━━━━━ Provided passage ━━━━━

Wednesday, October 31, 2012

Happy Halloween!

The ALSC Blog had a fun post called "Boo!  What to Hand Them When the Halloween Shelves are Bare" that gave ideas for other slightly spooky books that might be in the library's collection.  See the post and my comment here, and have a great Halloween everyone!

Sunday, October 28, 2012

21st Century Learning Labs for Teens

One of our readings for this week, Totally Wired: What Teens & Tweens are Really Doing Online cited a Pew Internet and American Life study that found, “Fully half of all teens and 57 percent of teens who use the Internet could be considered content creators," that they have "created a blog or webpage, posted original artwork, photography, stories or videos online or remixed online content into their own new creations” (21).  

This made me think of a post I read recently on the IMLS blog about a new project that will build 21st century learning labs for teens in libraries and museums around the country.  Following a national competition, the Institute for Museum and Library Services (IMLS) and the MacArthur Foundation announced where these 12 new learning labs for teens will be built.  Based on the YOUMedia teen space at the Harold Washington Library, these learning labs will be spaces where teens will be able to work with their peers as well as mentors to use both digital and traditional media to pursue their own areas of interest and create their own content, while also building information literacy skills in an unstructured environment.

This project will also involve collaboration with multiple organizations within the community.  According to the IMLS blog, they will involve “partnerships with local educational, cultural, and civic organizations to build a network of learning opportunities for young people.”

The winning libraries are:

San Francisco Public Library
Rangeview Library District and Anythink Libraries (Thornton, CO)
Howard County Public Library (Columbia, MD)
St. Paul Public Library (St. Paul, MN)
Kansas City Public Library
Columbus Metropolitan Library
Free Library of Philadelphia
Nashville Public Library

You can see a complete list of the winners, along with descriptions of the individual labs that will be constructed at each site, here.  

Monday, October 22, 2012

Dealing with Conflicts in the Library

Martha over at Grounded from the Library had an interesting post about dealing with conflicts in a public library setting.  Although it can be difficult to deal with unhappy patrons, as she points out it can also be a learning opportunity to practice good librarianship skills.  Read about her recent victory (and view my comment) here.

Sunday, October 21, 2012

Ann Curry’s “If I Ask, Will They Answer?”

I thought Ann Curry’s “If I Ask, Will They Answer” article from this week’s readings was interesting in its attempt to address the lack of information on young library users’ experiences while looking for GLBT-related information in libraries.  The study Curry conducted, in which teen “Angela” approached reference desks at 20 different libraries to ask for materials that would help her start a gay-straight alliance at her high school, had some pretty disappointing findings.
  • Angela gave only 50% of the librarians positive comments in how they responded to her question.  Only three librarians showed her how to use any sources such as the library catalog or the Internet to find information.
  • Some of the materials identified by library professionals were not relevant, such as adult booklists or even picture books.  And in one case, a library staff member conducted a partial reference interview, mumbled something, and then walked off and never returned!  Clearly, improvement needs to be made on librarians’ awareness of relevant GLBT resources.

━━━━━ Entries ━━━━━

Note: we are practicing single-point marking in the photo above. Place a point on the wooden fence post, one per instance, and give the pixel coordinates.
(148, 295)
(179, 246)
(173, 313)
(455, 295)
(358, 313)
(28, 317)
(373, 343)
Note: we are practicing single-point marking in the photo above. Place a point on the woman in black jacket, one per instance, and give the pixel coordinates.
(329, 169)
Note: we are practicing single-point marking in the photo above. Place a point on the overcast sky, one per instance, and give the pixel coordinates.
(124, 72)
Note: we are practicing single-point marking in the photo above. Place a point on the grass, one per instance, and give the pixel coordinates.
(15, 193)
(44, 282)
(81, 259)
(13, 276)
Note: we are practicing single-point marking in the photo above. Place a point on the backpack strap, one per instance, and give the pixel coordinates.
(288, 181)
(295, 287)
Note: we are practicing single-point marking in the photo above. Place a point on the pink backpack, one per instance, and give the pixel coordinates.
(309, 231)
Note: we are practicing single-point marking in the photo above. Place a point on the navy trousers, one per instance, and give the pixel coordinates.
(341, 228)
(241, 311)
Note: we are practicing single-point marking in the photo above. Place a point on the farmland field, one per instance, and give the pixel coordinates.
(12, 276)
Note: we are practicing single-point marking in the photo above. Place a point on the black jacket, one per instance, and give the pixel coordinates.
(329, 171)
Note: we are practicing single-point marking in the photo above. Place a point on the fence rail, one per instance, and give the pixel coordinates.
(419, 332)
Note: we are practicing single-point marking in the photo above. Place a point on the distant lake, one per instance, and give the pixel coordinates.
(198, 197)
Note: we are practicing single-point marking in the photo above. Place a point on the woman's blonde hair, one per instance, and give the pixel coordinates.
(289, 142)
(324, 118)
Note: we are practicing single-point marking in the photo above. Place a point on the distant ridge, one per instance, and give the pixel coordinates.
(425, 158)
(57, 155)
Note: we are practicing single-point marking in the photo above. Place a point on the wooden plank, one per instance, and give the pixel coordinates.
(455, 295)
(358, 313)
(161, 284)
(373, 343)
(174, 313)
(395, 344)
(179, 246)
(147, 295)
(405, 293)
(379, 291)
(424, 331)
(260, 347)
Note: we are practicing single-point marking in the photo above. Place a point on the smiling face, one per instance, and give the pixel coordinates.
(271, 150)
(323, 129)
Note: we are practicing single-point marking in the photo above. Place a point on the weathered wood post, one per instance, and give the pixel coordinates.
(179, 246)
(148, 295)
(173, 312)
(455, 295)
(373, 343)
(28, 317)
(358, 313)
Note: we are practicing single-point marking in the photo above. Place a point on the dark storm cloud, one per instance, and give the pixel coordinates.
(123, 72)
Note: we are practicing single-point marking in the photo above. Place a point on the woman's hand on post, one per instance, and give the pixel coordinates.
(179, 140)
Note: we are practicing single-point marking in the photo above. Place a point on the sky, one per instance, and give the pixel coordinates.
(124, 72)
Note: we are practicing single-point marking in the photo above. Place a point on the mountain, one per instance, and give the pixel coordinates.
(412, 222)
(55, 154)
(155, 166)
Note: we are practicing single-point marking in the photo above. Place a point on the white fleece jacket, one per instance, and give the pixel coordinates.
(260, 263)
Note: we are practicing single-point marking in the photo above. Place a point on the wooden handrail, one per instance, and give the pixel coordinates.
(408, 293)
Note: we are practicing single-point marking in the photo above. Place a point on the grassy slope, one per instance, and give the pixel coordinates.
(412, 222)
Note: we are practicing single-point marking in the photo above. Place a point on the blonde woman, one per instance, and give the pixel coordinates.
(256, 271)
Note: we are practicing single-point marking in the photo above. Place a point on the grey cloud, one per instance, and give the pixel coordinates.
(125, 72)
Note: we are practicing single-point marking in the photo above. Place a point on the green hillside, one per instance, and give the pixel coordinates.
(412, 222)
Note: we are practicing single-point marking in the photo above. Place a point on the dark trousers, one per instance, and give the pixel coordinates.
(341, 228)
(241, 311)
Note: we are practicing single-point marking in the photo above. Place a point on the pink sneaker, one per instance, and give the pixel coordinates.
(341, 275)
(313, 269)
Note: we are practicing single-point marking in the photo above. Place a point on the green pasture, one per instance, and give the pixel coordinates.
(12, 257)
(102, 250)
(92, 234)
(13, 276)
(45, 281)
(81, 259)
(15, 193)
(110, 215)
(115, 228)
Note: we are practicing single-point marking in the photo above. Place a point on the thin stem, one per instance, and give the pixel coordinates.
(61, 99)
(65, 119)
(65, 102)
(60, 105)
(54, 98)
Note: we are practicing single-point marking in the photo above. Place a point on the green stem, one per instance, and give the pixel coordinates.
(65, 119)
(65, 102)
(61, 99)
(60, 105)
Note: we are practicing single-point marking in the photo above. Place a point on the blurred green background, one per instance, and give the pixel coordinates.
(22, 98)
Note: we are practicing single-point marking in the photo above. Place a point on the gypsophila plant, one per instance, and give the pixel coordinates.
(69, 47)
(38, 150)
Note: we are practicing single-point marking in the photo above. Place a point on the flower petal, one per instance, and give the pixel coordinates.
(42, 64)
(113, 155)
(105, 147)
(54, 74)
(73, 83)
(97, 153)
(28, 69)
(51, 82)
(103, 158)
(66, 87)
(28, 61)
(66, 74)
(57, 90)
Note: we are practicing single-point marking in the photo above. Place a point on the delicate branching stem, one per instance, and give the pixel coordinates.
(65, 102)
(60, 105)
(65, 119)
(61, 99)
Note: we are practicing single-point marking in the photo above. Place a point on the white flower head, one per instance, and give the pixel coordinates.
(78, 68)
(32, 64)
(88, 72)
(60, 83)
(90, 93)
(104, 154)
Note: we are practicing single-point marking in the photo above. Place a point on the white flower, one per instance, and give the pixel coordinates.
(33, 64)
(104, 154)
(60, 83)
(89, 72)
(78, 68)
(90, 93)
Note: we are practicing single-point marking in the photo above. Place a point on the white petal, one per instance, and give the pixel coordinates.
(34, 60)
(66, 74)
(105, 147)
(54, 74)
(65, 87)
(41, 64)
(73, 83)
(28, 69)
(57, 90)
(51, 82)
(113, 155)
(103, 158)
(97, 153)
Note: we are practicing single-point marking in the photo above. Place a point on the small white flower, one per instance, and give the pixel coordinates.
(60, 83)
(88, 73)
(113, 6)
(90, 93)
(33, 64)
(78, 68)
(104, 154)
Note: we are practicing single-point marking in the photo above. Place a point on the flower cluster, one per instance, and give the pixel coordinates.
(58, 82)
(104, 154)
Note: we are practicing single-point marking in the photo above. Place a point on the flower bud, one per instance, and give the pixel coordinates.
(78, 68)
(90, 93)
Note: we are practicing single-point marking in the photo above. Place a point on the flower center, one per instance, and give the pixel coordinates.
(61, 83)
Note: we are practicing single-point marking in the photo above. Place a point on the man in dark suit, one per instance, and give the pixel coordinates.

━━━━━

Goal
Write the next part of the library blog posts, picking up right after their last sentence. The listing is separate material, apart from the library blog posts.

Response to the task
  • I thought it was great that one particular librarian was not only enthusiastic and helpful in locating appropriate resources, but then directed her question to the YA librarian who emailed Angela with more information, and then even mailed her a packet of articles, booklists, and other resources all within a few days.

While I was reading this, I did wonder how specific the librarians’ behavior was to Angela’s question.  For example, how many of the librarians would act inappropriately and be unhelpful for other types of reference questions?  And does Angela’s age have anything to do with how they responded?  Curry does acknowledge that it would have been useful to have a “double deception,” i.e., have Angela ask another general reference question at a different time to determine a more direct relationship with the GLBT question.  But as Angela pointed out, “It doesn’t matter to a GLBT youth whether the librarian is nasty to everyone, not just her.” 

Thursday, October 11, 2012

Humble Bundle

Hillary over at Librageous! had an interesting post about Humble Bundle, an e-book bundle where you get to name your price for the bundle, and then you get to choose where your money goes (percentages go to the author, the site, and a charity).  Check out her post and my comment here.

Tuesday, October 9, 2012

Welcome to the ... Mallbrary?

One of the library branches in my sister's area received funding for an extensive remodeling project, and so it has been closed since last spring for renovations.  In order to keep the library open during the renovation period, they have opened a temporary location in a storefront in the local mall.  It functions like a mini version of the library, complete with a window display, a moderate selection of books, and a checkout station where the cash register would be.

They even have a small kid's section with a number of books and some computers, and I guess they still do a lot of children's programming.  They had a big summer reading program, and they do story times that take place in the mall, including a Pajama Tale story time that my sister was thinking of taking her little guy to.  One of the stores in the mall lets them use an open space area on the upper level for their story times and other events.  A quick look at their calendar of events shows that most events are youth services programming: bilingual story times, pajama story times, a young adult book club, and a preschool story time.  

I thought it was an interesting idea to open a temporary location in the mall, and it definitely has its advantages.  In terms of reaching a wider audience, surely you would get more foot traffic being in the middle of a mall.  You would definitely be able to reach out to a larger portion of the population that might not otherwise specifically visit the library.  In that sense, it is a great opportunity for community outreach and advertising the services of the library.  Since their events take place in an open space on the upper level, parents/caregivers walking by could see and be able to join in on a story time or other event with their child.  Still, it is pretty strange to read on an events calendar that a story time will take place "on the upper level near Kevin Jewelers"!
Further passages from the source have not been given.